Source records
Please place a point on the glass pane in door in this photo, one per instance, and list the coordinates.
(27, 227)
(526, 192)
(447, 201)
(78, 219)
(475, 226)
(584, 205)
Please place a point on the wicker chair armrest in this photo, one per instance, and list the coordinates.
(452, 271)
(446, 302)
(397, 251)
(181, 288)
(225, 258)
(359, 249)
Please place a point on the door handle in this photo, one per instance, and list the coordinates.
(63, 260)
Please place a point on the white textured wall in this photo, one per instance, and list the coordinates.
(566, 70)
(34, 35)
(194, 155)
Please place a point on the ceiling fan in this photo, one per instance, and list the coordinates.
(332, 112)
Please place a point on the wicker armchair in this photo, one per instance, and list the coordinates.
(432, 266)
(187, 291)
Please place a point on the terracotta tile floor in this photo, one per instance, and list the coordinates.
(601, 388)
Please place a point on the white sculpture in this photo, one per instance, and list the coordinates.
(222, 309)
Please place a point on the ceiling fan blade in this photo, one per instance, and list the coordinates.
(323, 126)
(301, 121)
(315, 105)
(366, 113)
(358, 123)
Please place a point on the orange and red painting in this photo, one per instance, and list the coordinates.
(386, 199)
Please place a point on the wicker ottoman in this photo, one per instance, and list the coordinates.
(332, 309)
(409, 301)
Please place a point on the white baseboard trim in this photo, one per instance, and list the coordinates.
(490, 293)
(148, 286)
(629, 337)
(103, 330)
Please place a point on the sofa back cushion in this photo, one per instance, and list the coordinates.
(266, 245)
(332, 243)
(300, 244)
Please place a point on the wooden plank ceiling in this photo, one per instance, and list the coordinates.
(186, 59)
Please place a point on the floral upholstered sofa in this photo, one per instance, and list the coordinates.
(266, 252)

_YOUR TASK_
Nothing should be left out: repeat all of the data exactly.

_RESPONSE_
Please place a point on the glass pane in door in this photo, one per instance, and list the coordinates.
(27, 227)
(526, 192)
(447, 201)
(78, 219)
(475, 226)
(584, 205)
Please place a point on the wicker chair armrest in this photo, one per instance, and list the coordinates.
(452, 271)
(446, 302)
(397, 251)
(181, 288)
(225, 258)
(359, 249)
Please place a point on the door handle in this photo, one per instance, and list the coordinates.
(63, 260)
Please place a point on the white textured wall in this photo, one per instance, and list the coordinates.
(566, 70)
(34, 35)
(194, 155)
Please place a point on the ceiling fan in this photo, one per instance, and list the coordinates.
(332, 112)
Please place a point on the wicker armchair in this photo, one per instance, and list the coordinates.
(432, 266)
(187, 291)
Please place a point on the terracotta tile floor in this photo, one per instance, and list the coordinates.
(601, 388)
Please place a point on the white sculpture in this photo, one per instance, and list the coordinates.
(222, 309)
Please place a point on the ceiling fan blade in this photo, one per instance, and list the coordinates.
(323, 126)
(301, 121)
(315, 105)
(366, 113)
(358, 123)
Please place a point on the orange and red painting in this photo, one per instance, and list the coordinates.
(386, 199)
Please place a point on the wicker ottoman in this photo, one per instance, and list the coordinates.
(332, 309)
(409, 301)
Please place a point on the white baseboard trim in this photo, one per instance, and list the coordinates.
(490, 293)
(148, 286)
(629, 337)
(103, 330)
Please place a point on the sofa back cushion in this photo, one per instance, and list the coordinates.
(266, 245)
(332, 243)
(300, 244)
Please place a point on the wooden plank ceiling in this photo, one per instance, and list the coordinates.
(186, 59)
Please place a point on the floral upholstered sofa in this photo, one per instance, and list the coordinates.
(266, 252)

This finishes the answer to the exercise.